Getting sick shouldn’t spread to your grades

Nick Walfrid, writer and photographer

Why is it that when you miss even one day of school, your grades suffer from the amount of busy work you miss? Why is it that if you are coughing, sneezing, and vomiting, you lose more from staying at home and getting better than attending school and spreading your illness to others? Some might say that it’s possible to avoid getting sick, but the harsh reality is that every student will suffer from a viral illness at some point during the school year.

The way people approach this issue is what matters. Many teachers assign large amounts of homework on top of existing in-class work, and this work can often ‘snowball’ and create a gigantic glut of stress for students. Other, more lenient teachers will make students do only paramount assignments when they get back.

I believe that if a student is absent due to illness or another legitimate reason, they should be given no more than one formative assignment from each class to do. Summative assignments need to be completed for obvious reasons, but I think that if a teacher selected the most critical formative assignment from the relevant unit for a student to do, instead of making them do all of the assignments, it would lessen stress on both the recovering student and the teacher.

However, regardless of how strict or lenient a teacher may be, they oftentimes neglect to respond to emails from sick students until two or three days after they have been sent and forget to update teaching websites such as Schoology and Moodle so that students can work on homework from home while attempting to recover.

Students who stay home and heal without toiling over assignments will return to school facing a gigantic mound of missing work. Individuals may spend weeks trying to turn in work from when they were sick, and in some cases, students may even need to continue working on missing work after their test for that unit. This will cause students to be very stressed, often causing their illness to relapse.

Students who stay home and attempt to stick with their peers in terms of assignments and projects will often find that their assignments are not adequately explained online and sometimes not online altogether. Additionally, the stress of attempting to do so many assignments while recovering can be extremely exhausting for recovering students. Have you ever tried to do several assignments while coping with severe viral symptoms?

Students who refuse to stay home from school will be miserable as they try to stick with their class agendas and tolerate their illness. They are also likely to spread their illness to other students and teachers by being present, further magnifying the problem.

Even more importantly, people who view online gradebooks will often see the missing assignments of students. Whether that student was gone for religious reasons, had to go on a vacation with their family or was at home suffering from an illness, it does not matter to the online database, which only logs their assignment as ‘missing’ without giving it any context. This looks bad to others who view that student’s grades, even if the student had a perfectly legitimate reason for not doing their assignment. Online gradebooks should display why an assignment was missing, just as they can often display a student’s attendance record.

These issues are crucial material that school districts need to adress. I believe that if they did that, not only would the GPA of an average student rise, but teachers would be less stressed and the focus in classrooms would be on learning, instead of busy work. Because if you get sick, it shouldn’t spread to your grades.

REQUIRED ACTION:
Answer from the article on illness and grades:
(a) At most, how many formative assignments from each class should a student absent for a legitimate reason be given?
(b) Which two teaching websites does the article name?
(c) How does the online database log an assignment that a student did not do?
The listing is not needed for this work.

RECORD EXCERPTS:
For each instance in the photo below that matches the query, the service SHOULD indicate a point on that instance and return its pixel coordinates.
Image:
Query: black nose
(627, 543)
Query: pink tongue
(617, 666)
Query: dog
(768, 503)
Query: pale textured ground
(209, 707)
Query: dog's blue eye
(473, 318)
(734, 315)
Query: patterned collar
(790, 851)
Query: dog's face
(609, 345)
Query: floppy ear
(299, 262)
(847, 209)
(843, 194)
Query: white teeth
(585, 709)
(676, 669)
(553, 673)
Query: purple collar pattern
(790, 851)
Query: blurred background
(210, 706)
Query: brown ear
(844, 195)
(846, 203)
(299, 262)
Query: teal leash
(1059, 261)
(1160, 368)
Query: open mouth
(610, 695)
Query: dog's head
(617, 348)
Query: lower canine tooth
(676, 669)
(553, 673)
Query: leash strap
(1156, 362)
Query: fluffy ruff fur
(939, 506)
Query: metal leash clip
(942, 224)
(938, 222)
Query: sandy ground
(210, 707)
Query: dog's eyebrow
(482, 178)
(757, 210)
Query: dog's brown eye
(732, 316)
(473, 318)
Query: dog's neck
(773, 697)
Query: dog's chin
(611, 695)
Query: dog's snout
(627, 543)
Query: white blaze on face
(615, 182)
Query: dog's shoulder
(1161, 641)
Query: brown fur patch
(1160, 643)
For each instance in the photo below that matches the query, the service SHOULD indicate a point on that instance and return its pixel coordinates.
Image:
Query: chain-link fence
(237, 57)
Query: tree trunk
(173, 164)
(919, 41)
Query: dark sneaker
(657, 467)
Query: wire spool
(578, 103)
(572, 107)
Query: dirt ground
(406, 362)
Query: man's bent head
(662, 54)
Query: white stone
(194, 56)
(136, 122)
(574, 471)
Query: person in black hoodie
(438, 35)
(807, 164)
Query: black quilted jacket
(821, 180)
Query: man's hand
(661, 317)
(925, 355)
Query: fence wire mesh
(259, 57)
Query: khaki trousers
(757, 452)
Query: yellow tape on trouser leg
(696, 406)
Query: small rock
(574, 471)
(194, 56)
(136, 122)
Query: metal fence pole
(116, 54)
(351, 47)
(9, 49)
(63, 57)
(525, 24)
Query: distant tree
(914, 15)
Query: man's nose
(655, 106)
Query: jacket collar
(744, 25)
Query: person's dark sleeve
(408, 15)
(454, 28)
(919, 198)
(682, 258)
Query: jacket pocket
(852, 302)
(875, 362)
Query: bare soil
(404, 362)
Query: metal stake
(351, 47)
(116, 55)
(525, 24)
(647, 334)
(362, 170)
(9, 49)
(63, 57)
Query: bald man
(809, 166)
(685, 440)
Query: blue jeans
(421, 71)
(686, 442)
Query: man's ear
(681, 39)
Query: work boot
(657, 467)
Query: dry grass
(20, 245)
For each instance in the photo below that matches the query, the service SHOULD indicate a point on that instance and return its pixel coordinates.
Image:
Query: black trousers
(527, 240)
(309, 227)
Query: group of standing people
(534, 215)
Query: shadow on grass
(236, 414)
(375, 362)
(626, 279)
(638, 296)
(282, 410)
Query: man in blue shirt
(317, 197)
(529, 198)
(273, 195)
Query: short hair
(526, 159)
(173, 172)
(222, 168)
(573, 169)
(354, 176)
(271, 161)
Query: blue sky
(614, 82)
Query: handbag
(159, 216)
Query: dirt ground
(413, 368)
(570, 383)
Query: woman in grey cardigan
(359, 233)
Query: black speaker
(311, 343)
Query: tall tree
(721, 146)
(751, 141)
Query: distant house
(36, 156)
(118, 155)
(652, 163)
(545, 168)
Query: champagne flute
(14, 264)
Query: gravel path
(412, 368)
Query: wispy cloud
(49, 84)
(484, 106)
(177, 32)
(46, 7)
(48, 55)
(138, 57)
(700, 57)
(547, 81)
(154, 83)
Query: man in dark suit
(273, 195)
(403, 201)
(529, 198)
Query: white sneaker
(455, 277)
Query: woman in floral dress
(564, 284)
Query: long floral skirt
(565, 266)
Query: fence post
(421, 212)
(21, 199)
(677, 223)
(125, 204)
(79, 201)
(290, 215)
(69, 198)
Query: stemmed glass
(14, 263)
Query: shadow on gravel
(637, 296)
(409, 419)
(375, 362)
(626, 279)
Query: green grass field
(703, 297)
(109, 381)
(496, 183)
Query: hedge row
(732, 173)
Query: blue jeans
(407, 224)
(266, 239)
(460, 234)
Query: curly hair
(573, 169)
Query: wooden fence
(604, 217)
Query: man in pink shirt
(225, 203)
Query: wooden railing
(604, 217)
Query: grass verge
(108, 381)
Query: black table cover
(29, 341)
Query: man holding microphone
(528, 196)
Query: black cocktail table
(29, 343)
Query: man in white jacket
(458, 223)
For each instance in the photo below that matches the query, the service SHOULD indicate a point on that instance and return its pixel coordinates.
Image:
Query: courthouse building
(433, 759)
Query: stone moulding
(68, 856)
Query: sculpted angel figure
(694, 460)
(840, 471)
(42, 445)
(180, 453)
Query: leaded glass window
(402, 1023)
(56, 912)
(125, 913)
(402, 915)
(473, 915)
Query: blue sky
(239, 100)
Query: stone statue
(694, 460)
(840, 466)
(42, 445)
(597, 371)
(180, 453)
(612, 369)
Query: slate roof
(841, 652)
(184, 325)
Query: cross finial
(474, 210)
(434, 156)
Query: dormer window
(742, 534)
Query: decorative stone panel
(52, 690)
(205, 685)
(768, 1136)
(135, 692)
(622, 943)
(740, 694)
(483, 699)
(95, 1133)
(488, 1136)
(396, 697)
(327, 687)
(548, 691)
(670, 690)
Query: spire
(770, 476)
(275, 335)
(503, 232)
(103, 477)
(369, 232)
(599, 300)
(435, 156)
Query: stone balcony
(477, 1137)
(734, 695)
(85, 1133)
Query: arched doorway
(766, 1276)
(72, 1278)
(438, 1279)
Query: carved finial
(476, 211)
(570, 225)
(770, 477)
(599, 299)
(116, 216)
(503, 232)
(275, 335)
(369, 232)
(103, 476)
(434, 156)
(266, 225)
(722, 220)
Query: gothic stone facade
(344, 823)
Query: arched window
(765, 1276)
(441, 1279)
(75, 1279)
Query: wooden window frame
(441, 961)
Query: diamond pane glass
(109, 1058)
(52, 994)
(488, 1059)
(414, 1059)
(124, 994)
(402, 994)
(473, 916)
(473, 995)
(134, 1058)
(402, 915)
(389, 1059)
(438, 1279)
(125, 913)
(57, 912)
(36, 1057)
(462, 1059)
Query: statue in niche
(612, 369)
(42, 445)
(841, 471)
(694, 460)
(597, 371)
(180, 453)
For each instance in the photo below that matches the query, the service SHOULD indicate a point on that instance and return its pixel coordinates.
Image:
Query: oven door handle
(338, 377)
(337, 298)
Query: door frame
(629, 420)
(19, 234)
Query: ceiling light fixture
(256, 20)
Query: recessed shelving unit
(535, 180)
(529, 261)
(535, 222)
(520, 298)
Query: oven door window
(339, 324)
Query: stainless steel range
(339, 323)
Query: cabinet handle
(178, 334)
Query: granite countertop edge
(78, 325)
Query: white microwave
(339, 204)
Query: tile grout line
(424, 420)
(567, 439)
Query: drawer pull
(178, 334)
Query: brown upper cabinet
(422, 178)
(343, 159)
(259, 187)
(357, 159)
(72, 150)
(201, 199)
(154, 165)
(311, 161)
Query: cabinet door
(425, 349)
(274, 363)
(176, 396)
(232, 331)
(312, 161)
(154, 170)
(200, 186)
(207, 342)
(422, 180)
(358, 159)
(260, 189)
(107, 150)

RESPONSE TO THIS TASK:
(a) No more than one.
(b) Schoology and Moodle.
(c) As "missing," without any context.